Quantum Random Number Generator Created Using A Smartphone Camera - adamnemecek
https://medium.com/the-physics-arxiv-blog/602f88552b64

======
jackgavigan
This article defines a "quantum random number generator" (QRNG) as "a device
that exploits the probabilistic nature of quantum mechanics to produce a
sequence of entirely random digits" and claims that QRNGs are "complex,
expensive devices".

Firstly, people have been building RNGs from web cams and radioactive sources
cannibalized from smoke detectors for years, at a total cost of less than
$100. Radioactive decay is a quantum process so it seems fair to describe
these as QRNGs.

Secondly, the smartphone camera-based random number generator (SCRNG)
described in the article/paper does not appear to generate its random numbers
from quantum-level events (i.e. the emission of individual photons). The
classic model for quantum cryptography uses a half-silvered mirror to create a
quantum state by introducing uncertainty over whether an individual photon has
been deflected or not. The SCRNG is not observing individual photons. Instead,
it's using the variation between the observed number of electrons that are
generated as a result of exposing the camera to a light source, and the number
of electrons that the light source is _expected_ to generate. Because the
variation is random (i.e. the entropy is high enough), this generates random
numbers but I question whether it's really a QRNG.

EXCERPTED DATA:
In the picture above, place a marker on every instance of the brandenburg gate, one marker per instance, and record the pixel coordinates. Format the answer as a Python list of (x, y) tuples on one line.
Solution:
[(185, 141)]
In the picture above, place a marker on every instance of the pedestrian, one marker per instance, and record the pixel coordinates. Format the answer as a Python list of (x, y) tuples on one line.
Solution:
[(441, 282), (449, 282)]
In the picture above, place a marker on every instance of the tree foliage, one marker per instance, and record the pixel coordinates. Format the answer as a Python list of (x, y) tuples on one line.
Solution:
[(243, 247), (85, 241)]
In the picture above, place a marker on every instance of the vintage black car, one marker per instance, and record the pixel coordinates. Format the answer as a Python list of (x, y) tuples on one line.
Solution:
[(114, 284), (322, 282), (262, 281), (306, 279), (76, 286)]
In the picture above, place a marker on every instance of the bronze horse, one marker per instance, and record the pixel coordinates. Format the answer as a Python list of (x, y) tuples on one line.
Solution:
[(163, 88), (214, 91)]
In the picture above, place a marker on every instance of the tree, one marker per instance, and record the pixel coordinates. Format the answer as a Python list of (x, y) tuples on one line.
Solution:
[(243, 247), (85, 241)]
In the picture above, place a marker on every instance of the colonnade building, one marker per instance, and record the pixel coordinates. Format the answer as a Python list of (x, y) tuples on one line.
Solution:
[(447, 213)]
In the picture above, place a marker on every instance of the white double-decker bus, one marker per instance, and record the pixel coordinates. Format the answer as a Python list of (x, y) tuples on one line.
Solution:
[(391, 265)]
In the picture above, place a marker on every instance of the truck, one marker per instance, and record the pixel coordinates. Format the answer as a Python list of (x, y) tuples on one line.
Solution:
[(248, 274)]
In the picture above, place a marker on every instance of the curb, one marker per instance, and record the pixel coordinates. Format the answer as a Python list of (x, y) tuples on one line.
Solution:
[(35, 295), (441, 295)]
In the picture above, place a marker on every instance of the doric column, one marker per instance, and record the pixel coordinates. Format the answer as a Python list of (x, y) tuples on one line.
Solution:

JOB 1:
Answer these from the thread on the smartphone camera random number generator:
(a) What two words does the article use, as quoted, to describe QRNGs as devices?
(b) What have people taken from smoke detectors to build RNGs, and for what total cost?
(c) What does the classic model for quantum cryptography use to create a quantum state?
JOB 2: Give back, unchanged, the part of the listing that opens with the line containing "the truck, one" and closes with the line containing "[(35, 295), (441, 295)]", including both of those lines.

TASK OUTPUT 1:
(a) Complex and expensive.
(b) Radioactive sources, at a total cost of less than $100.
(c) A half-silvered mirror.

TASK OUTPUT 2:
In the picture above, place a marker on every instance of the truck, one marker per instance, and record the pixel coordinates. Format the answer as a Python list of (x, y) tuples on one line.
Solution:
[(248, 274)]
In the picture above, place a marker on every instance of the curb, one marker per instance, and record the pixel coordinates. Format the answer as a Python list of (x, y) tuples on one line.
Solution:
[(35, 295), (441, 295)]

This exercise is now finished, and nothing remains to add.